Recorded data
☆ ☆ ☆ ☆

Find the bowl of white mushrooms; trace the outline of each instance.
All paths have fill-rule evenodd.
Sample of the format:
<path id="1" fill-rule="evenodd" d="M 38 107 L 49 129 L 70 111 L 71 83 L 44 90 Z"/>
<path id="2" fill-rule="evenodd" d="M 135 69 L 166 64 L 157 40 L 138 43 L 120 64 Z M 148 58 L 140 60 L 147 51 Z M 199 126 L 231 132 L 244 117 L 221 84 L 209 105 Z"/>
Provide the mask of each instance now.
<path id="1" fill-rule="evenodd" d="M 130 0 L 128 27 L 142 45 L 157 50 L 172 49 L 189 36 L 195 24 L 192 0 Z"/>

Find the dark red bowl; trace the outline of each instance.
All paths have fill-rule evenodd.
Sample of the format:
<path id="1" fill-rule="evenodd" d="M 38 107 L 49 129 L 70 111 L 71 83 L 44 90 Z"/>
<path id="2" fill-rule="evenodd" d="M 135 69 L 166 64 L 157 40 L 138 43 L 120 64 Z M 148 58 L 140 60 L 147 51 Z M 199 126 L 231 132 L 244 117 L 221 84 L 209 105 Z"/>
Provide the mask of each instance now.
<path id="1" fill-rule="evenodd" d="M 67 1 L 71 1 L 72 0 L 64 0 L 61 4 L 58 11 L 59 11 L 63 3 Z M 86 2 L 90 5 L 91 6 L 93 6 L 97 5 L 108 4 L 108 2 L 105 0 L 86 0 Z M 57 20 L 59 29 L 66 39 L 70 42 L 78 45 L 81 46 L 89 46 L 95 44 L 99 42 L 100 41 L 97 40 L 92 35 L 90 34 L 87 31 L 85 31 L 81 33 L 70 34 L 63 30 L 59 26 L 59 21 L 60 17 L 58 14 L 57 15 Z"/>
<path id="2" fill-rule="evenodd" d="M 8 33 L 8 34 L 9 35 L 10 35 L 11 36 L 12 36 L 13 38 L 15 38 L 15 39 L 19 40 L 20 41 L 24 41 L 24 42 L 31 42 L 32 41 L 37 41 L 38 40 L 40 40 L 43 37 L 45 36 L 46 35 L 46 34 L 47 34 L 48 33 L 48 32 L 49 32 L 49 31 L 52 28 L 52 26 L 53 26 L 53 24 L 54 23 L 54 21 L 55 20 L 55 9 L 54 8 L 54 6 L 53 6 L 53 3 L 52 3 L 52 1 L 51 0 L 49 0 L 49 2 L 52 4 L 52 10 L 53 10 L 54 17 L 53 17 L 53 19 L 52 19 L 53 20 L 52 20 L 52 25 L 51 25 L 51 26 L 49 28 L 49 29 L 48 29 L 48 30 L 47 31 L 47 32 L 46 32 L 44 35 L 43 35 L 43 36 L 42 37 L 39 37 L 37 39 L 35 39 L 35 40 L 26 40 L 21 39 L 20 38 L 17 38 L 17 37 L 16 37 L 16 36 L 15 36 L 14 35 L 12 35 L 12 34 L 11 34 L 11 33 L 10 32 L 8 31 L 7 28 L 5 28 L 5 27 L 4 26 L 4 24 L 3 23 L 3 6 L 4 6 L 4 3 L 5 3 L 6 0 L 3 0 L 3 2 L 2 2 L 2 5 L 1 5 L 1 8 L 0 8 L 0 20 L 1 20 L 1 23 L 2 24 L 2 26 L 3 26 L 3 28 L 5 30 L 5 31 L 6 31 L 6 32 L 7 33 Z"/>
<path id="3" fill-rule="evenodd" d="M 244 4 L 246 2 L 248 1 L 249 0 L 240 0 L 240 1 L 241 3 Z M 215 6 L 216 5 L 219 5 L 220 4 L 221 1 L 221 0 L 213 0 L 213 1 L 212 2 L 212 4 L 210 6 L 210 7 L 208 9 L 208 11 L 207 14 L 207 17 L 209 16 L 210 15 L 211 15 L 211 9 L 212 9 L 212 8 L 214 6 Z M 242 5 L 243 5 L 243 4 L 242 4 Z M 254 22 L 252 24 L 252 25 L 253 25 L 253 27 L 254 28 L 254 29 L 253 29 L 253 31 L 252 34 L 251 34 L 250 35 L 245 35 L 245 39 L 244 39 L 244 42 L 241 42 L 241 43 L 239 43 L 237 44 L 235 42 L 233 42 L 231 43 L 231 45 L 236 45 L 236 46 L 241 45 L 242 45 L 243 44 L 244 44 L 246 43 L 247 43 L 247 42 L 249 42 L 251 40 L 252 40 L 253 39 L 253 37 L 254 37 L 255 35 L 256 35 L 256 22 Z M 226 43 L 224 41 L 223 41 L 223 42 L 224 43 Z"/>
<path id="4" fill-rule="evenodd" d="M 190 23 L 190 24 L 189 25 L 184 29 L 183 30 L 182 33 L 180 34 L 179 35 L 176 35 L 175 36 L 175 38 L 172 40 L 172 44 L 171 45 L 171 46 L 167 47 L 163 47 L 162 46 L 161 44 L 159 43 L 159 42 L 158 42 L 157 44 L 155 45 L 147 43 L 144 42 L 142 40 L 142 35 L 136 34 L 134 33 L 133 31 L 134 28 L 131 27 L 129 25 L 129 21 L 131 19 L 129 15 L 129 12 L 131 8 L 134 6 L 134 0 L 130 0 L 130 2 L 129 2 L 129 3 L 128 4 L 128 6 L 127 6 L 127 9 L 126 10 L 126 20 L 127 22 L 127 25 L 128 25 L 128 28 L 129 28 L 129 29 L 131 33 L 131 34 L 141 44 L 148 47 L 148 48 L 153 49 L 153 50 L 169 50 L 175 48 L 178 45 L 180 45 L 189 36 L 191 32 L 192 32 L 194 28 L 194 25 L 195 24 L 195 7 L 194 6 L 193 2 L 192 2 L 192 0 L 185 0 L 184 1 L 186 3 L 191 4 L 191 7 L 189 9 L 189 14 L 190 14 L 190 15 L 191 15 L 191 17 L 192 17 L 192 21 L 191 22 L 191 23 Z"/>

☆ ☆ ☆ ☆

### EXERCISE REQUIREMENTS:
Reproduce every line of the material above without any changes.

### WRITTEN REPLY:
Find the bowl of white mushrooms; trace the outline of each instance.
All paths have fill-rule evenodd.
Sample of the format:
<path id="1" fill-rule="evenodd" d="M 38 107 L 49 129 L 70 111 L 71 83 L 44 90 Z"/>
<path id="2" fill-rule="evenodd" d="M 135 69 L 166 64 L 157 40 L 138 43 L 120 64 Z M 148 58 L 140 60 L 147 51 Z M 199 126 L 231 132 L 244 117 L 221 84 L 209 105 Z"/>
Provide the mask of each instance now.
<path id="1" fill-rule="evenodd" d="M 130 0 L 128 27 L 142 45 L 157 50 L 172 49 L 189 36 L 195 24 L 192 0 Z"/>

Find the dark red bowl; trace the outline of each instance.
All paths have fill-rule evenodd.
Sample of the format:
<path id="1" fill-rule="evenodd" d="M 38 107 L 49 129 L 70 111 L 71 83 L 44 90 Z"/>
<path id="2" fill-rule="evenodd" d="M 135 69 L 166 64 L 157 40 L 138 43 L 120 64 Z M 148 58 L 140 60 L 147 51 Z M 199 126 L 231 132 L 244 117 L 221 84 L 209 105 Z"/>
Provide the mask of each instance now.
<path id="1" fill-rule="evenodd" d="M 67 1 L 71 1 L 72 0 L 64 0 L 61 4 L 58 11 L 59 11 L 63 3 Z M 86 2 L 90 5 L 91 6 L 93 6 L 97 5 L 108 4 L 108 2 L 105 0 L 86 0 Z M 57 20 L 59 29 L 66 39 L 70 42 L 78 45 L 81 46 L 89 46 L 95 44 L 99 42 L 100 41 L 97 40 L 92 35 L 90 34 L 87 31 L 85 31 L 81 33 L 70 34 L 63 30 L 59 26 L 59 21 L 60 17 L 58 14 L 57 15 Z"/>
<path id="2" fill-rule="evenodd" d="M 8 33 L 8 34 L 9 35 L 10 35 L 11 36 L 12 36 L 13 38 L 15 38 L 15 39 L 19 40 L 20 41 L 24 41 L 24 42 L 31 42 L 32 41 L 37 41 L 38 40 L 40 40 L 43 37 L 45 36 L 46 35 L 46 34 L 47 34 L 48 33 L 48 32 L 49 32 L 49 31 L 52 28 L 52 26 L 53 26 L 53 24 L 54 23 L 54 21 L 55 20 L 55 9 L 54 8 L 54 6 L 53 6 L 53 3 L 52 3 L 52 1 L 51 0 L 49 0 L 49 2 L 52 4 L 52 10 L 53 10 L 54 17 L 53 17 L 53 19 L 52 19 L 53 20 L 52 20 L 52 25 L 51 25 L 51 26 L 49 28 L 49 29 L 48 29 L 48 30 L 47 31 L 47 32 L 46 32 L 44 35 L 43 35 L 43 36 L 42 37 L 39 37 L 37 39 L 35 39 L 35 40 L 26 40 L 21 39 L 20 38 L 17 38 L 17 37 L 16 37 L 16 36 L 15 36 L 14 35 L 12 35 L 12 34 L 11 34 L 11 33 L 10 32 L 8 31 L 7 28 L 5 28 L 5 27 L 4 26 L 4 24 L 3 23 L 3 6 L 4 6 L 4 3 L 5 3 L 6 0 L 3 0 L 3 2 L 2 2 L 2 5 L 1 5 L 1 8 L 0 8 L 0 20 L 1 20 L 1 23 L 2 24 L 2 26 L 3 26 L 3 28 L 5 30 L 5 31 L 6 31 L 6 32 L 7 33 Z"/>
<path id="3" fill-rule="evenodd" d="M 244 4 L 246 2 L 248 1 L 249 0 L 240 0 L 240 1 L 241 3 Z M 215 6 L 216 5 L 219 5 L 220 4 L 221 1 L 221 0 L 213 0 L 213 1 L 212 2 L 212 4 L 210 6 L 210 7 L 208 9 L 208 11 L 207 14 L 207 17 L 209 16 L 210 15 L 211 15 L 211 9 L 212 9 L 212 8 L 214 6 Z M 242 5 L 243 5 L 243 4 L 242 4 Z M 254 22 L 252 24 L 252 25 L 253 25 L 253 27 L 254 28 L 254 29 L 253 29 L 253 31 L 252 34 L 251 34 L 250 35 L 245 35 L 245 39 L 244 39 L 244 42 L 241 42 L 241 43 L 239 43 L 237 44 L 235 42 L 233 42 L 231 43 L 231 45 L 236 45 L 236 46 L 241 45 L 242 45 L 243 44 L 244 44 L 246 43 L 247 43 L 247 42 L 249 42 L 251 40 L 252 40 L 253 39 L 253 37 L 254 37 L 255 35 L 256 35 L 256 22 Z M 226 43 L 224 41 L 223 41 L 223 42 L 224 43 Z"/>
<path id="4" fill-rule="evenodd" d="M 190 23 L 190 24 L 189 25 L 184 29 L 183 30 L 182 33 L 180 34 L 179 35 L 176 35 L 175 36 L 175 38 L 172 40 L 172 44 L 171 45 L 171 46 L 167 47 L 163 47 L 162 46 L 161 44 L 159 43 L 159 42 L 158 42 L 157 44 L 155 45 L 147 43 L 144 42 L 142 40 L 142 35 L 136 34 L 134 33 L 133 31 L 134 28 L 131 27 L 129 25 L 129 21 L 131 19 L 129 15 L 129 12 L 131 8 L 134 6 L 134 0 L 130 0 L 130 2 L 129 2 L 129 3 L 128 4 L 128 6 L 127 6 L 127 9 L 126 10 L 126 20 L 127 22 L 127 25 L 128 25 L 128 28 L 129 28 L 129 29 L 131 33 L 131 34 L 141 44 L 148 47 L 148 48 L 153 49 L 153 50 L 169 50 L 175 48 L 178 45 L 180 45 L 189 36 L 191 32 L 192 32 L 194 28 L 194 25 L 195 24 L 195 7 L 194 6 L 193 2 L 192 2 L 192 0 L 185 0 L 184 1 L 186 3 L 191 4 L 191 7 L 189 9 L 189 14 L 190 14 L 190 15 L 191 15 L 191 17 L 192 17 L 192 21 L 191 22 L 191 23 Z"/>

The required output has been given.